▶ _Stated task_:
Print the records again, character for character.

▶ _Collected data_:
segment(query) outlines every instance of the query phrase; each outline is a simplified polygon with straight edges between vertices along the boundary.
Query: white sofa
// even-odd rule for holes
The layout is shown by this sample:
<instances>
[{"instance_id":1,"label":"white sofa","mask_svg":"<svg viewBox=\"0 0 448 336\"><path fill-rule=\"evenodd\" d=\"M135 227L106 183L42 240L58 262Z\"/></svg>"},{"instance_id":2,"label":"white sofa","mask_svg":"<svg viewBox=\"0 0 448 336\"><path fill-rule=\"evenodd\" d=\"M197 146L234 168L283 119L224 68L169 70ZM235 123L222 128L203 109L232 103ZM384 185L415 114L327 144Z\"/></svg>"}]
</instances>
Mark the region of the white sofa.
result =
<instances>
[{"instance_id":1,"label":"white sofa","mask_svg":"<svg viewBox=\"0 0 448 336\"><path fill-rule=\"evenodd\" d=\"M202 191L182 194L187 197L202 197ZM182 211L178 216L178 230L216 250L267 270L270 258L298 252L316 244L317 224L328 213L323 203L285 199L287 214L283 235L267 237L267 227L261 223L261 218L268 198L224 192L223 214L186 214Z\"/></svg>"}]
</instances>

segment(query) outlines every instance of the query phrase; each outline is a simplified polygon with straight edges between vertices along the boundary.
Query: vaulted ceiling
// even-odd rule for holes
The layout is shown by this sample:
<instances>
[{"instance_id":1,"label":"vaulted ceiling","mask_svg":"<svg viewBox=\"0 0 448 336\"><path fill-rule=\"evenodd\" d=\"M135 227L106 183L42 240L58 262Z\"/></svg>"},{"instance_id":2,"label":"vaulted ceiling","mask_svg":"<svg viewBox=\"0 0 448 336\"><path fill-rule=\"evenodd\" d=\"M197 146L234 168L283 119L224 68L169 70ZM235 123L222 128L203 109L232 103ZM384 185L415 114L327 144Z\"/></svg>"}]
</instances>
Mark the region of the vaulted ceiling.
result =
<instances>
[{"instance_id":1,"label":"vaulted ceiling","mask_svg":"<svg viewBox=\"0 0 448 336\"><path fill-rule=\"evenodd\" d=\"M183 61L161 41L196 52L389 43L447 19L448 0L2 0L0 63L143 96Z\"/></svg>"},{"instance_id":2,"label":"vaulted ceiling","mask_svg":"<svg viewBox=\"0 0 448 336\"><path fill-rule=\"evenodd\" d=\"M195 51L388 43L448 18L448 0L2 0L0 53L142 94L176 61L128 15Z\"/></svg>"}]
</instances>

▶ _The result_:
segment(query) outlines every instance of the query phrase; each outline is a simplified polygon with straight edges between vertices along the boundary.
Query: white sofa
// even-odd rule for holes
The layout is shown by this sample:
<instances>
[{"instance_id":1,"label":"white sofa","mask_svg":"<svg viewBox=\"0 0 448 336\"><path fill-rule=\"evenodd\" d=\"M135 227L106 183L42 240L58 262Z\"/></svg>"},{"instance_id":2,"label":"white sofa","mask_svg":"<svg viewBox=\"0 0 448 336\"><path fill-rule=\"evenodd\" d=\"M197 146L234 168L283 119L224 68L169 70ZM235 123L222 128L203 109L232 103ZM384 185L415 114L327 144Z\"/></svg>"}]
</instances>
Mark the region of the white sofa.
result =
<instances>
[{"instance_id":1,"label":"white sofa","mask_svg":"<svg viewBox=\"0 0 448 336\"><path fill-rule=\"evenodd\" d=\"M202 191L182 194L187 197L202 197ZM182 211L178 216L178 230L216 250L267 270L270 258L298 252L316 244L317 224L328 213L323 203L285 199L287 214L283 235L267 237L267 227L261 223L261 218L268 198L224 192L223 214L186 214Z\"/></svg>"}]
</instances>

segment(query) outlines every instance of the query phrase; each outline is a simplified polygon with straight edges between vertices along the boundary.
Query: vaulted ceiling
// even-odd rule for holes
The layout is shown by this sample:
<instances>
[{"instance_id":1,"label":"vaulted ceiling","mask_svg":"<svg viewBox=\"0 0 448 336\"><path fill-rule=\"evenodd\" d=\"M135 227L106 183L42 240L58 262Z\"/></svg>"},{"instance_id":2,"label":"vaulted ceiling","mask_svg":"<svg viewBox=\"0 0 448 336\"><path fill-rule=\"evenodd\" d=\"M197 146L234 168L283 119L224 68L169 70ZM235 123L222 128L203 109L232 103ZM384 185L415 114L327 144Z\"/></svg>"}]
</instances>
Mark the region of the vaulted ceiling.
result =
<instances>
[{"instance_id":1,"label":"vaulted ceiling","mask_svg":"<svg viewBox=\"0 0 448 336\"><path fill-rule=\"evenodd\" d=\"M183 61L161 41L196 52L389 43L447 19L448 0L2 0L0 63L143 96Z\"/></svg>"},{"instance_id":2,"label":"vaulted ceiling","mask_svg":"<svg viewBox=\"0 0 448 336\"><path fill-rule=\"evenodd\" d=\"M195 51L388 43L448 18L448 0L2 0L0 53L142 94L176 61L128 15Z\"/></svg>"}]
</instances>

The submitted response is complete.